> Article
▼

CURRENT_MEETING_REPORT_

Reported by Bill Fenner/Xerox PARC

Minutes of the Inter-Domain Multicast Routing Working Group (IDMR)

The IDMR Working Group met twice at the 33rd IETF in Stockholm.  The
first session was held on Tuesday, 18 July, and the second session on
Wednesday, 19 July.


First Session

The first session was shorter than expected due to some agenda juggling.

Tony Ballardie, IDMR co-chair, mentioned the new IDMR Working Group URL:


     http://www.cs.ucl.ac.uk/ietf/idmr


Ken Carlberg's Presentation

Ken Carlberg, of SAIC, provided a further report on Harris's simulation
efforts.  Harris is simulating the performance of CBT and PIM for a
Distributed Interactive Simulation (DIS -- think ``interactive video
gaming'') environment.  (Steve Batsell gave a presentation at Danvers on
DIS requirements).  Ken said that Harris has put out a technical report
describing their simulation and results, but it is not yet available
publicly.  Contact Bibb Cain <cain@rigel.ess.harris.com> or Steve
Batsell <batsell@itd.nrl.navy.mil> for availability of the report.

▲

> Task requirements
A) Decide whether each statement below agrees with the IDMR meeting minutes. For each, answer yes or no and quote the exact words from the minutes that settle it.
(i) The working group met twice at the 33rd IETF in Stockholm.
(ii) The first session ran longer than expected.
(iii) Harris's technical report on its simulation is publicly available.
B) According to the IDMR meeting minutes, which two protocols is Harris simulating the performance of?
C) Continue the IDMR meeting minutes, starting after their last sentence.

> Given records
▼

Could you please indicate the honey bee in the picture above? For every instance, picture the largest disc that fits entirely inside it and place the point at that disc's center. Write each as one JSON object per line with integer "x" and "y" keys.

▲
▼

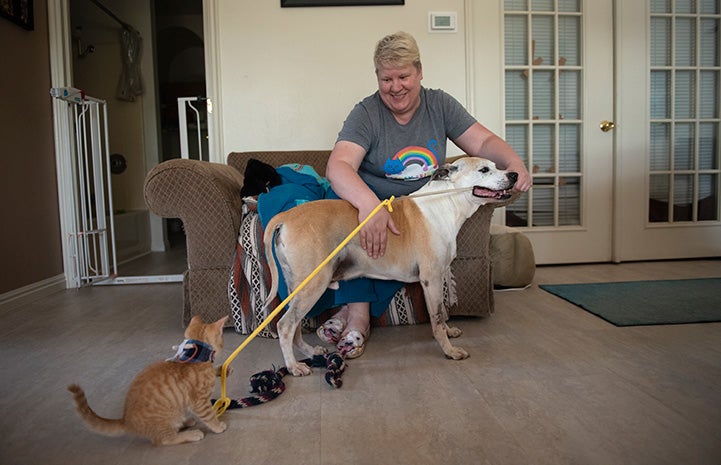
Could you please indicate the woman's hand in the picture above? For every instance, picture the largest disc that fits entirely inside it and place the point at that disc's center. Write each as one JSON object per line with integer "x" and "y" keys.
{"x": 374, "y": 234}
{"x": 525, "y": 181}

▲

> Answers in order
A)
(i) Yes: "The IDMR Working Group met twice at the 33rd IETF in Stockholm."
(ii) No: "The first session was shorter than expected due to some agenda juggling."
(iii) No: "it is not yet available publicly."

B) CBT and PIM.

C)
The results Ken presented used two different topologies:  the AAI
topology (which is basically a single loop), and an artificial mesh
topology with average node degree of 3.

Several measurements were simulated.


   o End-to-end delay using PIM-sparse and source-based trees was 15%
     (AAI) to 30% (mesh) lower than CBT.

   o Bandwidth efficiency (protocol overhead) was approximately equal
     for PIM-sparse, using both shared and source-based trees, and CBT.
     PIM-dense protocol overhead was much higher.

   o PIM-sparse with unicast to RP on the AAI has end-to-end delays that
     are 60% higher than with CBT, and uses 50% more bandwidth.


   o Routing table size was significantly smaller using CBT than PIM.
     With 20,000 groups and 200 senders to each group and 50% group
     membership, PIM-sparse with source based trees uses 3,010,000
     routing table entries but CBT only uses 10,000.


Based upon these simulation results, Harris recommends:


   o CBT should be used to support DIS applications.

   o PIM should be modified such that the decision on source-based tree
     mode vs.  shared-tree mode should be made by group initiator rather
     than receivers.  Classifying a group for its whole lifetime reduces
     the complexity of switching trees and can reduce routing table
     size.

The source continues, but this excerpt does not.